▶ _Texto-fonte_
------------------------------------------------

Ao fazer-se o balanço da demonstração, o que salta aos olhos é a ausência da burguesia e dos seus companheiros de viagem. Diferentemente da manifestação realizada por ocasião dos funerais, durante a qual os operários perdiam-se no mar dos filisteus e dos pequenos burgueses, a demonstração de 18 de junho foi uma demonstração puramente proletária, uma vez que os manifestantes eram na maioria operários e soldados. Os cadetes desde a véspera haviam declarado o boicote à demonstração, afirmando através de seu Comitê Central que era necessário “abster-se” de participar dela. E de fato os burgueses não só não tomaram parte nela, como literalmente esconderam-se. Na Perspectiva Nevski, habitualmente repleta de gente e rumorosa, faltavam hoje completamente os costumeiros frequentadores burgueses.

Em suma, esta foi uma demonstração efetivamente proletária dos operários revolucionários, que guiam os soldados revolucionários.

A aliança dos operários e dos soldados contra os burgueses em fuga, enquanto os pequenos burgueses mantêm-se neutros: esse é o aspecto externo do desfile de 18 de junho.

Não manifestação, mas demonstração

O desfile de 18 de junho não foi uma simples passeata, um cortejo de manifestantes, como indubitavelmente foi a manifestação por ocasião dos funerais. Foi uma demonstração de protesto, uma demonstração das forças vivas da revolução, que levava em conta a mudança verificada nas correlações de força. Extremamente característico é que os manifestantes não se limitavam apenas a proclamar a vontade própria, mas exigiam a libertação imediata do companheiro Kháustov, ex-colaborador da Okópnaia Pravda.(1) Pretendemos falar da conferência dos organismos militares de toda a Rússia do nosso Partido, cujos membros participaram da demonstração e pediram ao Comitê Executivo, representado por Tchkheidze, a libertação do companheiro Kháustov;(1*) Tchkheidze prometeu que tomaria todas as medidas necessárias para libertar Kháustov “hoje mesmo”.

Todo o caráter das palavras de ordem, que traduziam protesto contra as “ordens” do governo provisório, contra toda a sua política, demonstra sem dúvida alguma que a “manifestação pacífica”, que se queria converter numa passeata inócua, transformou-se ao invés em uma poderosa demonstração de pressão sobre o governo.

------------------------------------------------

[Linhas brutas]
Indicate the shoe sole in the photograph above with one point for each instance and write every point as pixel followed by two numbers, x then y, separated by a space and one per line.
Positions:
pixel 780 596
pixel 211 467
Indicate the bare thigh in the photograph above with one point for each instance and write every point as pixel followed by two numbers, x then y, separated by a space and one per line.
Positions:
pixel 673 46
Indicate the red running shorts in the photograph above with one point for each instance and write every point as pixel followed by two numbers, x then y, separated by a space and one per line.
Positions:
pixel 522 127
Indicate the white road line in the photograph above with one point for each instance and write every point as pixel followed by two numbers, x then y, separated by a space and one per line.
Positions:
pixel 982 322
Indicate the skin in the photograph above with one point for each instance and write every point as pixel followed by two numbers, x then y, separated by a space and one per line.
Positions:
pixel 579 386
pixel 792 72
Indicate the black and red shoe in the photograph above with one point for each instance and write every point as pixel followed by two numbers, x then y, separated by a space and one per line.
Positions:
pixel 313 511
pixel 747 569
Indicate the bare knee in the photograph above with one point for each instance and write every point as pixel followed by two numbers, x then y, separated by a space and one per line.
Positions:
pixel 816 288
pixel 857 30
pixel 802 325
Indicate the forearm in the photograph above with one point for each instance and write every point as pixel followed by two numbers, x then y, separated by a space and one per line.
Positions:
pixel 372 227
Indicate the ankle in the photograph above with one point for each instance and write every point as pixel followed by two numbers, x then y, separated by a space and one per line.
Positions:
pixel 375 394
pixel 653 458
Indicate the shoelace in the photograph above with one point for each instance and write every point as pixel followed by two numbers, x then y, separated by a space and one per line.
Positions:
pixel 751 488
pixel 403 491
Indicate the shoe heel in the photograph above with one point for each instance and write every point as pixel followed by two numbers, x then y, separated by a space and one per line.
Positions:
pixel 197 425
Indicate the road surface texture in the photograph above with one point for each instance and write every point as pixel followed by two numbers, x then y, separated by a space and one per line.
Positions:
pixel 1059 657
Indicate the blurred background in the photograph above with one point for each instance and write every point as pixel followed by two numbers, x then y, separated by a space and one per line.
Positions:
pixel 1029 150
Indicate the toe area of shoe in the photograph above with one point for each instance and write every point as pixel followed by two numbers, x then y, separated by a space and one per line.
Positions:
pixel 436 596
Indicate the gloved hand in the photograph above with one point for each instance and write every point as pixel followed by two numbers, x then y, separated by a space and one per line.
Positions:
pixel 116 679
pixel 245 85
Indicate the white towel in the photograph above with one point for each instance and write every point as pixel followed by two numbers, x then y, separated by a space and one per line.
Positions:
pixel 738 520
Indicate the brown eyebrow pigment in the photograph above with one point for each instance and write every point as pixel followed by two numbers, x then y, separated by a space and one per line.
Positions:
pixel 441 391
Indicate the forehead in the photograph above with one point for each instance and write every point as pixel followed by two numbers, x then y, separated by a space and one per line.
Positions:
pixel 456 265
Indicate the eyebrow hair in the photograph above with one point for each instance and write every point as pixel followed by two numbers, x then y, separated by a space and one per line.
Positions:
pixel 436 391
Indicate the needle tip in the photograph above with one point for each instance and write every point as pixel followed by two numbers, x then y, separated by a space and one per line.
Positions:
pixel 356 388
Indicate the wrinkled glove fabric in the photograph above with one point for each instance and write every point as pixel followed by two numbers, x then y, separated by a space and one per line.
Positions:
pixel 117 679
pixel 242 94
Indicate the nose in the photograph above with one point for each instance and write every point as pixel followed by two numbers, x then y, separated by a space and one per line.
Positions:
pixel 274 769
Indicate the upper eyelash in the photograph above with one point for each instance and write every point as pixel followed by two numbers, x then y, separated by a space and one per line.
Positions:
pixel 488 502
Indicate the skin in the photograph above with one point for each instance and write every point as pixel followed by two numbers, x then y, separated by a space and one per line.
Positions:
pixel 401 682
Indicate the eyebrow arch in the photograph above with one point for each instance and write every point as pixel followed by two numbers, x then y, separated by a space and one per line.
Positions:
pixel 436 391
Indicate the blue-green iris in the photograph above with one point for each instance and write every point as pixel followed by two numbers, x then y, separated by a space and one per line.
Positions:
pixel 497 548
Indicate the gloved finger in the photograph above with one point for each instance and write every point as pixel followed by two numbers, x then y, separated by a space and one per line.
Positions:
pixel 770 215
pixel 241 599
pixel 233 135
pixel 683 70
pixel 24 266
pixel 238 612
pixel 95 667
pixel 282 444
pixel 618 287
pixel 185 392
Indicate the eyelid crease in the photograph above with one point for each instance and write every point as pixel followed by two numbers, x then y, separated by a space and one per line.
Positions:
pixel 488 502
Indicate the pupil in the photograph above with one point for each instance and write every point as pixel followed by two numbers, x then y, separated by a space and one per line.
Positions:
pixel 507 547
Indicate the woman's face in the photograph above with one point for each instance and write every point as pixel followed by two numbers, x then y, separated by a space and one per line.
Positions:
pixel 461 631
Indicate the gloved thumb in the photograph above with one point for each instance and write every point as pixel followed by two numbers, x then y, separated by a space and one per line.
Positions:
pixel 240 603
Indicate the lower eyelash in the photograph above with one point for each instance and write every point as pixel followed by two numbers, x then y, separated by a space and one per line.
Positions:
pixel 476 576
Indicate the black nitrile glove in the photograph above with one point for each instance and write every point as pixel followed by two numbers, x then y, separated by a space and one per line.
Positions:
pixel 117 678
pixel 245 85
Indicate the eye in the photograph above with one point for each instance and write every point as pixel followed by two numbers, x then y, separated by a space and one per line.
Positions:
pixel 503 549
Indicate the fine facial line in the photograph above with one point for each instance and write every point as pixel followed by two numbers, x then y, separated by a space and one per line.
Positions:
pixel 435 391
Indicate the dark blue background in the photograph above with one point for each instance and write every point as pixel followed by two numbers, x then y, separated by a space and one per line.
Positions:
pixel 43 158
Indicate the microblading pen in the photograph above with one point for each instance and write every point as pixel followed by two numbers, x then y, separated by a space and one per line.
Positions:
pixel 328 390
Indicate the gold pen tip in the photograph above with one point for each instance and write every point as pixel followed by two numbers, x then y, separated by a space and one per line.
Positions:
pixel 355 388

------------------------------------------------

▶ _Lista de tarefas_
1. Enumere os nomes próprios de pessoas, lugares e periódicos presentes no texto-fonte.
2. De acordo com o texto-fonte, o que os cadetes haviam declarado desde a véspera da demonstração?
3. Transcreva do texto-fonte todo o trecho que começa em “Ao fazer-se o” e termina em “costumeiros frequentadores burgueses.”.
As linhas não têm relação alguma com o texto-fonte.

▶ _Soluções_
1. Kháustov, Tchkheidze, Okópnaia Pravda, Perspectiva Nevski, Rússia

2. O boicote à demonstração.

3.
Ao fazer-se o balanço da demonstração, o que salta aos olhos é a ausência da burguesia e dos seus companheiros de viagem. Diferentemente da manifestação realizada por ocasião dos funerais, durante a qual os operários perdiam-se no mar dos filisteus e dos pequenos burgueses, a demonstração de 18 de junho foi uma demonstração puramente proletária, uma vez que os manifestantes eram na maioria operários e soldados. Os cadetes desde a véspera haviam declarado o boicote à demonstração, afirmando através de seu Comitê Central que era necessário “abster-se” de participar dela. E de fato os burgueses não só não tomaram parte nela, como literalmente esconderam-se. Na Perspectiva Nevski, habitualmente repleta de gente e rumorosa, faltavam hoje completamente os costumeiros frequentadores burgueses.